TEXTO PROPORCIONADO →
Por P. Prisciliano Hernández Chávez, CORC.

Existe ese conflicto constante en todos los tiempos y en todos los lugares, entre la soberanía de Dios y la soberanía del Dinero. Lo grave es que se considere al dinero como absoluto y nos convierta en súbditos: no el dinero para el ser humano, sino el ser humano para el dinero. Esto conlleva un gran desorden y un gran disparate.

Dios por sí mismo y objetivamente, tiene la soberanía sobre todas las cosas; es el absoluto en sí, es decir, quien no tiene límites por su densidad ontológica; es el ser que existe por sí y no tiene ninguna dependencia esencial.

Por el contrario, la riqueza en sí, aunque sea abundante, no es el absoluto; el ser humano puede cometer el gravísimo error de darle esa categoría de ‘dios,’ llevándolo al nivel de ídolo; el ser humano es relativo para dar lo que no tiene, es absurdo.

De suyo la persona humana es un ‘ser en recepción’; Dios le da su ser y consistencia. Dios debe ser su única y preponderante riqueza. Esto conlleva vivir la verdad de creatura, de una existencia dependiente.

La riqueza puede atrapar el corazón humano y quedar fascinado de lo efímero. Tener el corazón de pobre conlleva a tener el corazón libre.

Mammona, el dios de la riqueza, cuyo origen es fenicio y en su connotación aramea, el término se derivaría posiblemente de ‘amán’, que hace referencia a ‘la confianza’; en la práctica es poner la confianza existencial en el dinero o en las posesiones.

Jesús pone alerta sobre el mal uso del poder y del dinero. Ya en Lucas 4,5-8 en el capítulo de las tentaciones, el Demonio le ofrece darle todo el poder y el esplendor de los reinos, porque le han sido entregados, y los da a quien quiere. Todo será de Jesús si se postra delante de él, es decir, si lo adora; la respuesta de Jesús no se hace esperar; ‘Dicen las Escrituras: Adorarás al Señor, tu Dios, y solo a él darás culto’.

Las riquezas suscitan la codicia y la maldad (Lc 16, 9); por eso, Jesús instruye a sus discípulos de manera que los bienes sirvan para la salvación.

Acumular riquezas de modo egoísta, deshumaniza a la persona y la aleja de Dios; la riqueza le va exigiendo sumisión absoluta. Por eso ‘es imposible servir a Dios y al Dinero’ (cf Lc 16, 13; Mt 6, 24).

La pena principal es depositar la seguridad y la felicidad en los bines; creemos, a veces, que el dinero da la felicidad y corremos el riesgo de perderla irremediablemente. Se es esclavo de las cosas que le impiden esa plena felicidad, del corazón y del alma.

Si se tiene la conciencia de ser hijo de Dios Padre, entonces se debe considerar a los demás como hermanos y, por tanto, estar abiertos a la solidaridad.

El dinero en sí no es injusto, pero puede cegar al ser humano por el egoísmo y en los procedimientos injustos e inmorales para adquirirlo.

REQUISITOS DEL PROBLEMA → Devuelva, sin alterar una sola palabra, el fragmento del texto sobre Dios y el dinero que va desde "Acumular riquezas de" hasta "inmorales para adquirirlo.", ambos incluidos.

DATOS PROPORCIONADOS →

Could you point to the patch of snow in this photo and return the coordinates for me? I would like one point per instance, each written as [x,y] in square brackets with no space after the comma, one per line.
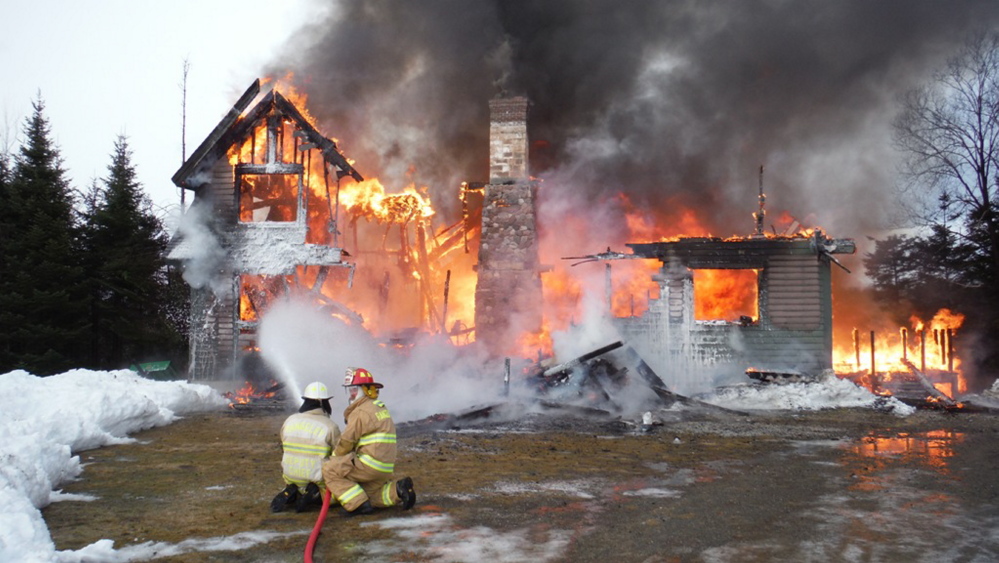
[827,392]
[45,421]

RESULTADO DE LA TAREA →
Acumular riquezas de modo egoísta, deshumaniza a la persona y la aleja de Dios; la riqueza le va exigiendo sumisión absoluta. Por eso ‘es imposible servir a Dios y al Dinero’ (cf Lc 16, 13; Mt 6, 24).

La pena principal es depositar la seguridad y la felicidad en los bines; creemos, a veces, que el dinero da la felicidad y corremos el riesgo de perderla irremediablemente. Se es esclavo de las cosas que le impiden esa plena felicidad, del corazón y del alma.

Si se tiene la conciencia de ser hijo de Dios Padre, entonces se debe considerar a los demás como hermanos y, por tanto, estar abiertos a la solidaridad.

El dinero en sí no es injusto, pero puede cegar al ser humano por el egoísmo y en los procedimientos injustos e inmorales para adquirirlo.